*** Opening Supplied records ***

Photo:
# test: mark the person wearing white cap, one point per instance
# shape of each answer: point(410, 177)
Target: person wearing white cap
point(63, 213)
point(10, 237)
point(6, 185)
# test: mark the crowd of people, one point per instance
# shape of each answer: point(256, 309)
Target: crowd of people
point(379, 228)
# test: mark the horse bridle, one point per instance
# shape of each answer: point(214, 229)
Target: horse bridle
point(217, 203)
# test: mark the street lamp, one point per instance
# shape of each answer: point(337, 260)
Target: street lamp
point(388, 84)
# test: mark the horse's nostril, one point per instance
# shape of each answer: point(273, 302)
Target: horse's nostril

*** Closing Supplied records ***

Each line holding the word "nostril" must be pulled from the records.

_Response to the task_
# test: mark the horse's nostril, one point per instance
Target: horse's nostril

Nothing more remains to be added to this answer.